■ Yang Perlu Dikerjakan: Menurut kutipan teks tentang penanganan kecurangan Pemilu 2024, lembaga apa yang menyelesaikan sengketa hasil Pemilu?

■ Kutipan Teks:
□ □ □
Sistem hukum dan lembaga berwenang menangani Pemilu sebenarnya sudah cukup baik di Indonesia. Melalui kewenangan masing-masing lembaga itu harusnya kecurangan dan kekerasan yang merusak prinsip Pemilu demokratis dapat ditanggulangi.
“Jika pelanggaran administrasi Pemilu ada Badan Pengawasan Pemilihan Umum (Bawaslu), kode etik putusannya di Dewan Kehormatan Pengawas Pemilu (DKPP), sengketa hasil Pemilu diselesaikan oleh Mahkamah Konstitusi (MK),” kata Titi Anggraini, Dosen Fakultas Hukum Universitas Indonesia dalam diskusi bertajuk “Kecurangan dan Kekerasan dalam Pemilu 2024: Nasibnya Gimana?” di Jakarta, (5/1).
Namun ia menilai perangkat hukum seperti UU Pemilu dan Peraturan Komisi Pemilihan Umum (PKPU) tidak dijalankan dengan maksimal. Titi memandang, saat ini Bawaslu hanya membutuhkan keberanian dan konsistensi menegakkan aturan main yang ada.
“Artinya kalau ini bekerja sebenarnya kita punya harapan untuk bicara nasib atas tindakan kecurangan dan pelanggaran Pemilu,” ujarnya.
Menurutnya, jika Bawaslu gagal menunjukan kemampuan sebagai pengawas dan penegak hukum Pemilu dengan adil dan efektif, bukan tidak mungkin publik akan menuntut pembubaran Bawaslu. Ia berpendapat Pemilu 2024 adalah pertaruhan, karena tidak ada jaminan politisi hasil Pemilu 2024 akan mempertahankan lembaga tersebut.
Sementara Ray Rangkuti, Direktur Lingkar Madani (Lima) mengatakan, Pemilu 2024 adalah Pemilu terburuk setelah Reformasi. Baik penyelenggara Pemilu, peserta Pemilu, dan aturan dalam Pemilu memberi sinyal kuat tidak berkualitasnya pelaksanaan Pemilu.
Masalahnya menurut Ray, pada Pemilu 2024 persoalan yang umum terjadi pada Pemilu yang telah lalu kembali diselesaikan dengan metode dan argumen yang sama. Ia menilai Bawaslu lamban dan berlarut-larut dalam menangani masalah.
“Penyakit Bawaslu itu kurang responsif, menunggu viral baru mendapat respon, sekalipun mereka merespon proses penangananya lambat, mereka butuh berminggu-minggu untuk kasus yang harusnya bisa selesai 2-3 hari,” kata Ray.
□ □ □
■ Data untuk Analisis:
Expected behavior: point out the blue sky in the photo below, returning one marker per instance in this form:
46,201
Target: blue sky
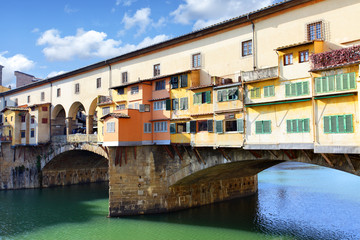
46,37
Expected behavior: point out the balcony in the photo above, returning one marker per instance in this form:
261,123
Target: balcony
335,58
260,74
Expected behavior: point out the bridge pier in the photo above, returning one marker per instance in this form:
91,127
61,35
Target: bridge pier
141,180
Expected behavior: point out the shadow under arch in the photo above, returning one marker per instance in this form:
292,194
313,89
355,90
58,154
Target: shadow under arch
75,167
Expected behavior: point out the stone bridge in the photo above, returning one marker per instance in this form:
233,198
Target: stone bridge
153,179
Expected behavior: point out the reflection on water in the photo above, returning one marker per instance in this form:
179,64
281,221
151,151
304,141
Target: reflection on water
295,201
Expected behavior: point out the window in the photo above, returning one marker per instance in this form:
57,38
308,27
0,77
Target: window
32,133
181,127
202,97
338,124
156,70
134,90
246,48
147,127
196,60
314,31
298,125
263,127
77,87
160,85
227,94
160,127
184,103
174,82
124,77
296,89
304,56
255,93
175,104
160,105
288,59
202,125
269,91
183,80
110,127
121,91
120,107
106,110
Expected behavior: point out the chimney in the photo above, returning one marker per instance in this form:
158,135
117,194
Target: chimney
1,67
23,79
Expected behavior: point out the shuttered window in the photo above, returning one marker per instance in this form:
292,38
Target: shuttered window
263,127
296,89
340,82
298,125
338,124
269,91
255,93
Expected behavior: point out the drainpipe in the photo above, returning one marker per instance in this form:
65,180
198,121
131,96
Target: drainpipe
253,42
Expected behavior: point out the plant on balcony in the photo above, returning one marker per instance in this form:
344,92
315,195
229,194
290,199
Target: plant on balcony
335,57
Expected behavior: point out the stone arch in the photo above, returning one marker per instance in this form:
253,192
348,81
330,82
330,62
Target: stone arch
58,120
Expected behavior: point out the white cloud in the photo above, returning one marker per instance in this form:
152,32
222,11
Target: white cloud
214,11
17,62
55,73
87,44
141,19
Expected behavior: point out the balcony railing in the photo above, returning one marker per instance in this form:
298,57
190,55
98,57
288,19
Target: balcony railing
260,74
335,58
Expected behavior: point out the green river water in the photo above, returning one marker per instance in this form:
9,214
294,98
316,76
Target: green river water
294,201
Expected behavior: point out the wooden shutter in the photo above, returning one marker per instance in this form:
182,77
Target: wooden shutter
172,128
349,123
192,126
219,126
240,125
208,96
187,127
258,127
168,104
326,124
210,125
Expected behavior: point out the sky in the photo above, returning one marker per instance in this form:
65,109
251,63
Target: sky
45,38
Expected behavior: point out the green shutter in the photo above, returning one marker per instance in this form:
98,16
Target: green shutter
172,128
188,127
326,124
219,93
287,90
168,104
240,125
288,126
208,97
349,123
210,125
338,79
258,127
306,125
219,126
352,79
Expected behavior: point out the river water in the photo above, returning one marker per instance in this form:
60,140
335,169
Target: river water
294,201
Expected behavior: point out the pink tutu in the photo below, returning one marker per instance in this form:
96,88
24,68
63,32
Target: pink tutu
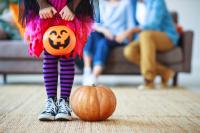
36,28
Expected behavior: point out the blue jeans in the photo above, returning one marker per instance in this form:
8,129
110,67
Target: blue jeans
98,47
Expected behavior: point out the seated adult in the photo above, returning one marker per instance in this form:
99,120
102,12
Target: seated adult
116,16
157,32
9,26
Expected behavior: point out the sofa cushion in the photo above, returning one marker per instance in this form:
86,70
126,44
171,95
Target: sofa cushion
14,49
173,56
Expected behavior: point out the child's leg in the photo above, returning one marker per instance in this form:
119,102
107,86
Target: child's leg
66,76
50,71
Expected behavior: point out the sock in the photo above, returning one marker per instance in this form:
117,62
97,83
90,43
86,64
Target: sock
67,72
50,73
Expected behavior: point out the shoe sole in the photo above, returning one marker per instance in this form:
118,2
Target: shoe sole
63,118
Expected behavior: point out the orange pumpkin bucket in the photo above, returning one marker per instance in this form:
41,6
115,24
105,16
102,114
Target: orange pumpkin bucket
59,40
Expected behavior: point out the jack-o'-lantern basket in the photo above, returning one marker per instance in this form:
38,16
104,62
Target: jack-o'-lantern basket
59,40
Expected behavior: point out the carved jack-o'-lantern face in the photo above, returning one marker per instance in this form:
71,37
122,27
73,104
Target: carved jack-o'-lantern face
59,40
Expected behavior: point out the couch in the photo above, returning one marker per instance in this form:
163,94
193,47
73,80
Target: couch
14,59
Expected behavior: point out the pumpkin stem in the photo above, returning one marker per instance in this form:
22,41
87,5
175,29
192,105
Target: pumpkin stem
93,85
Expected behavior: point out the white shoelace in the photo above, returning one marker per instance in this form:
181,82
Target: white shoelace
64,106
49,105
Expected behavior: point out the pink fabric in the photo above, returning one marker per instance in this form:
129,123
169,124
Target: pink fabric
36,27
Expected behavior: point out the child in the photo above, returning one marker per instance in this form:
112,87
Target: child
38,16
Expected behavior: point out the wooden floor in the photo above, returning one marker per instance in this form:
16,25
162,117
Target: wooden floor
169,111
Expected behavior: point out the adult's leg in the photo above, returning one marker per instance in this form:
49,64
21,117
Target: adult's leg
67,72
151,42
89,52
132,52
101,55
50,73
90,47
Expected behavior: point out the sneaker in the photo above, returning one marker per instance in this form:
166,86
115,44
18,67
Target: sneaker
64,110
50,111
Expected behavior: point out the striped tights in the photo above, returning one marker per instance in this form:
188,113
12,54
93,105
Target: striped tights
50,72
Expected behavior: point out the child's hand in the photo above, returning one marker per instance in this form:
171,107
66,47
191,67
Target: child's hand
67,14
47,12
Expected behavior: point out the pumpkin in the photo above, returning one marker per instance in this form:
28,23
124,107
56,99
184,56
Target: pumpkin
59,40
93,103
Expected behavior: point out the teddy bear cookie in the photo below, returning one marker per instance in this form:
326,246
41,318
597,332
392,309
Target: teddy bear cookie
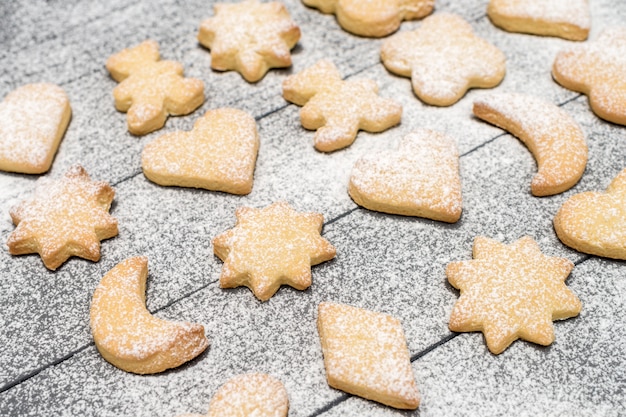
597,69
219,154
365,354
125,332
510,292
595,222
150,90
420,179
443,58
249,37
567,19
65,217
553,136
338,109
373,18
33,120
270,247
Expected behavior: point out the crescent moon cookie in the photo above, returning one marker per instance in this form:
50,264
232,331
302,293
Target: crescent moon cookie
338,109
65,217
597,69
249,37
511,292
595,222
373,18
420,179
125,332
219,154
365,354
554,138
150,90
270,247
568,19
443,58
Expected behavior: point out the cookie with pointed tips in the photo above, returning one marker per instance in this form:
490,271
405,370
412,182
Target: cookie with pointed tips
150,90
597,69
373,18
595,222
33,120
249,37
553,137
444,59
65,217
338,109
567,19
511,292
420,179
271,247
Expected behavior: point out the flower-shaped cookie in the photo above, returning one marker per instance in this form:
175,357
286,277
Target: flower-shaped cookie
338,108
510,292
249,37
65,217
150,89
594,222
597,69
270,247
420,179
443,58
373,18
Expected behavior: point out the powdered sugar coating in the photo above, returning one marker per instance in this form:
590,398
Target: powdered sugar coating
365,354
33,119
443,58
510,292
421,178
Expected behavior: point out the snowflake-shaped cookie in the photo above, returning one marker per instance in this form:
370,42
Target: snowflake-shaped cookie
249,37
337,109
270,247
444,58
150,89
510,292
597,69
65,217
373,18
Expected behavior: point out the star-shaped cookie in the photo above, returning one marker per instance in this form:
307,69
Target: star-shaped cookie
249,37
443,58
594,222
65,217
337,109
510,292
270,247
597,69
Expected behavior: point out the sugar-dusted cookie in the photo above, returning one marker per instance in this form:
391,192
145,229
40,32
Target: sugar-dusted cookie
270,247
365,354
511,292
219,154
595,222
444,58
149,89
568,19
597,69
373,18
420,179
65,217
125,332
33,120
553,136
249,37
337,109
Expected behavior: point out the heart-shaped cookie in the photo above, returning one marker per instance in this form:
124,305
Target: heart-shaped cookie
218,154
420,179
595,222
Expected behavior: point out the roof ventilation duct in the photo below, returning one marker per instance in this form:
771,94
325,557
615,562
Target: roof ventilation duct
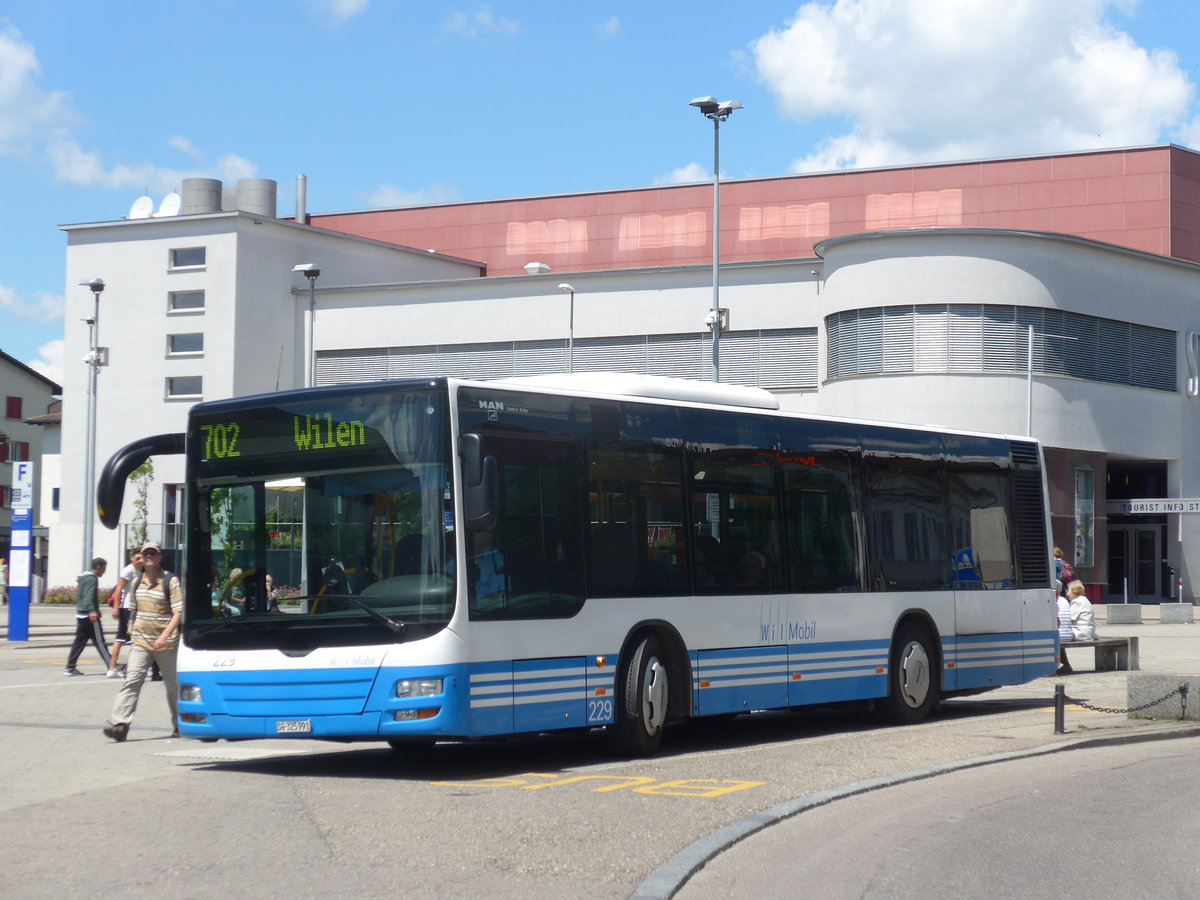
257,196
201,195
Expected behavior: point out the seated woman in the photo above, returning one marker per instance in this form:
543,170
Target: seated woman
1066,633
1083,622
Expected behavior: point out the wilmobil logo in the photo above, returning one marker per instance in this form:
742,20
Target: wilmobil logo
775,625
□ □ □
■ Jawaban Latihan: Mahkamah Konstitusi (MK).